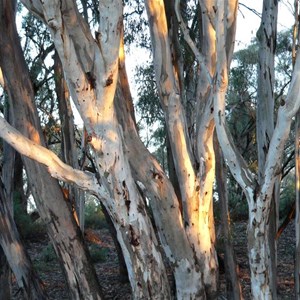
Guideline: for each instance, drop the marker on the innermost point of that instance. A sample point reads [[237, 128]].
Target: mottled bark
[[233, 285], [68, 139], [30, 285], [5, 277], [266, 36], [297, 217], [258, 196], [91, 70], [163, 200], [47, 193], [196, 209]]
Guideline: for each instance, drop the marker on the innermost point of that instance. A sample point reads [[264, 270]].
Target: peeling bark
[[258, 196], [47, 193]]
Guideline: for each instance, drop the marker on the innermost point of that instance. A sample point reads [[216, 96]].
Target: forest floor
[[108, 271]]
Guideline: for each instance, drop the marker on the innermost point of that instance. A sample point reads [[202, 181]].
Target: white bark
[[91, 70], [259, 197]]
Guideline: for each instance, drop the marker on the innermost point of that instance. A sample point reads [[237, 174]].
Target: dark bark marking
[[134, 240], [91, 79], [126, 196], [109, 80]]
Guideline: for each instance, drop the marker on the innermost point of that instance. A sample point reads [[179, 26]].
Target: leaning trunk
[[233, 286], [297, 218], [31, 287], [53, 209], [266, 36]]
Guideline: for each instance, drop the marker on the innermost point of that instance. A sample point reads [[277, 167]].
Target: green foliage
[[98, 254], [94, 217]]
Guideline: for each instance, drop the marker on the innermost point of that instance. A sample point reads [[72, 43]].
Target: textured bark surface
[[297, 217], [196, 194], [258, 196], [163, 200], [91, 70], [48, 196], [5, 277], [30, 285], [233, 286], [265, 119], [69, 149]]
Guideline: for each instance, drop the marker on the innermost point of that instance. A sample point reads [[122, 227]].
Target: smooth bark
[[91, 70], [258, 196], [68, 140], [30, 285], [233, 285], [266, 36], [47, 193], [163, 200]]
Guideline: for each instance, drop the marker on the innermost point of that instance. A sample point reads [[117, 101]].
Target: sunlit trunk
[[265, 121], [297, 218], [68, 141], [30, 285], [233, 285], [53, 209]]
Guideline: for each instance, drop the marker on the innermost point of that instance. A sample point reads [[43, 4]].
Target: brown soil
[[108, 271]]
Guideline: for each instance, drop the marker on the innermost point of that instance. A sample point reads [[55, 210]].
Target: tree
[[191, 75]]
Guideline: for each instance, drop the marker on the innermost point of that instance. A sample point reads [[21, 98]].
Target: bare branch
[[190, 42]]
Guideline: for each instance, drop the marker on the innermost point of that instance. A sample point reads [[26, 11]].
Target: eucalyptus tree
[[126, 173], [258, 193], [47, 192]]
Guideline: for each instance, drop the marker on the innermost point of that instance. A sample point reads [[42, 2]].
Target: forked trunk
[[53, 209]]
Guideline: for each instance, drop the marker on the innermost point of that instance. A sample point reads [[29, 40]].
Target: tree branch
[[56, 167], [190, 42]]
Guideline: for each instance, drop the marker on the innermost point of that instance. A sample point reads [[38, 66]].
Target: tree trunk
[[91, 70], [163, 200], [61, 226], [233, 286], [31, 287], [297, 218], [68, 142], [266, 36], [5, 277], [196, 193]]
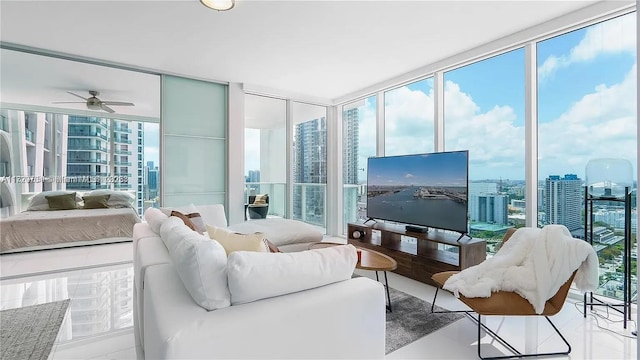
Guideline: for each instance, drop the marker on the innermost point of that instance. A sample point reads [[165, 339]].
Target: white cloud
[[609, 37], [408, 121], [495, 143], [601, 124]]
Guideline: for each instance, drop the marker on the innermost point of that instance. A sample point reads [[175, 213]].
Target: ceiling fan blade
[[83, 98], [106, 108], [118, 103]]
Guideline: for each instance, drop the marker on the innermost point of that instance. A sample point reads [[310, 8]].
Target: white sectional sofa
[[344, 319]]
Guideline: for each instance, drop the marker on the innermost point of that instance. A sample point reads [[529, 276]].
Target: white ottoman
[[288, 235]]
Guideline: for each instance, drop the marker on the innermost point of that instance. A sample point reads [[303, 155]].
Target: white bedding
[[37, 228]]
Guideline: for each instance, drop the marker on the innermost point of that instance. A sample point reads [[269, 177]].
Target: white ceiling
[[318, 49]]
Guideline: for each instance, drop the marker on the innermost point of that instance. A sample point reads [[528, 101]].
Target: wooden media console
[[419, 255]]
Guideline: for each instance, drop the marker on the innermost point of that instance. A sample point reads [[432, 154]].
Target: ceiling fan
[[93, 103]]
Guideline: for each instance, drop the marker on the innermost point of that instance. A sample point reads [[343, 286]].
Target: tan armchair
[[504, 303]]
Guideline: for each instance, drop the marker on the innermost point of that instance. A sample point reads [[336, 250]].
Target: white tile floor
[[81, 273]]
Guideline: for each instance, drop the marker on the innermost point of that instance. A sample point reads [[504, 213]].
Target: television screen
[[424, 189]]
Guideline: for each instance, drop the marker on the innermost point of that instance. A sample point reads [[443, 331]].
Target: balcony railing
[[84, 161], [99, 121], [4, 124], [122, 129], [28, 135], [76, 146], [88, 133]]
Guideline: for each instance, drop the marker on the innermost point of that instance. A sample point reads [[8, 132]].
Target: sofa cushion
[[232, 241], [280, 231], [172, 231], [200, 263], [186, 219], [190, 215], [154, 217], [253, 276]]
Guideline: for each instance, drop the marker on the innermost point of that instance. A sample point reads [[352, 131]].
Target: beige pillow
[[232, 241], [62, 202], [96, 201], [260, 199]]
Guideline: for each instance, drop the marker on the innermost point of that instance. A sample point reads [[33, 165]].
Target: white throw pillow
[[117, 199], [254, 276], [232, 241], [172, 230], [154, 218], [201, 264], [38, 202]]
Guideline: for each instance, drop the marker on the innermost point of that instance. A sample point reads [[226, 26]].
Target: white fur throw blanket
[[534, 263]]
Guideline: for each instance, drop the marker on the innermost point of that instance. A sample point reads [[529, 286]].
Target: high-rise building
[[87, 153], [310, 157], [487, 204], [489, 208], [350, 166], [35, 145], [254, 176], [563, 201], [351, 142], [92, 140]]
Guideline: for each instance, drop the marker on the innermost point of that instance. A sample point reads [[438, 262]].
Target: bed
[[32, 230]]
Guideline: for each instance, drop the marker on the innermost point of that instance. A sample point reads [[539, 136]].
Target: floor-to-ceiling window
[[265, 144], [408, 119], [484, 113], [309, 163], [587, 100], [56, 151], [358, 144]]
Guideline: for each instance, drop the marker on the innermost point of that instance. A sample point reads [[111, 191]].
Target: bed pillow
[[253, 276], [117, 199], [38, 202], [96, 201], [62, 202], [232, 241]]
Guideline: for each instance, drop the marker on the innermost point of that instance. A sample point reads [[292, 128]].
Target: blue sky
[[586, 106]]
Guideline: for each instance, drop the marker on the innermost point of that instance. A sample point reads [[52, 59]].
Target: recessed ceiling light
[[220, 5]]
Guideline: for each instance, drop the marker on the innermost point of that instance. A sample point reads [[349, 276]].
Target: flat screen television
[[428, 190]]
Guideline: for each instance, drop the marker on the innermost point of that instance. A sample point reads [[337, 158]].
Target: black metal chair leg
[[516, 354], [386, 281]]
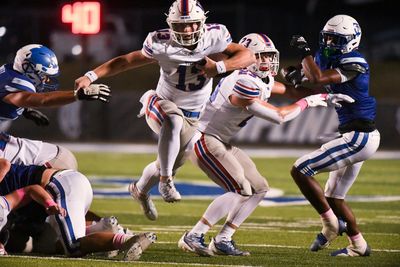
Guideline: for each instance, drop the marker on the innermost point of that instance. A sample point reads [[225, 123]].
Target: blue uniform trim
[[190, 114], [74, 246], [346, 155], [304, 167]]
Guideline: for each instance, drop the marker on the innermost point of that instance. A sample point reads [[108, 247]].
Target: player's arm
[[293, 92], [25, 99], [234, 57], [114, 66], [4, 168], [24, 195]]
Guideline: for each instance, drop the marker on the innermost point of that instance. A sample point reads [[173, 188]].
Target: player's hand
[[56, 209], [301, 45], [207, 67], [100, 92], [316, 100], [333, 100], [82, 82], [36, 116], [292, 75]]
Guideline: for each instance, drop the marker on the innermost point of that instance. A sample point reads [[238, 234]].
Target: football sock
[[220, 207], [244, 208], [200, 228], [358, 242], [169, 143], [226, 233], [330, 224], [120, 239], [149, 178]]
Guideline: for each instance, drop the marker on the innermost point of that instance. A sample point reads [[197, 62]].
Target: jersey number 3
[[191, 86]]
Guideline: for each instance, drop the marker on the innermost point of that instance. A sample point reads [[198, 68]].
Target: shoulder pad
[[353, 67]]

※

- _Problem to solve_
Please give the lines of the material again, starting with the line containing "reads [[310, 8]]." and going on through the line containing "[[419, 255]]", with "ottoman" replaced by "footstool" and everything else left unchanged.

- _Answer in full_
Guideline: for each instance, drop the marker on the innermost point of that instance. A sample point reads [[310, 8]].
Target: white sectional sofa
[[344, 319]]
Guideline: for each instance, drop the marker on the innermost point of that instance. A sample point reads [[529, 276]].
Target: white footstool
[[288, 235]]
Guideline: for each instance, drop the marker on the innermost point of that instance. A sample point reads [[303, 155]].
Target: white bedding
[[37, 228]]
Guideline: for each instance, drop the marker on the innermost point of that instance. A sample point reads [[269, 177]].
Target: white ceiling
[[318, 49]]
Guideline: for each instance, drop the marker on the innermost point of that instance. A sample point reads [[528, 101]].
Target: wooden media console
[[419, 255]]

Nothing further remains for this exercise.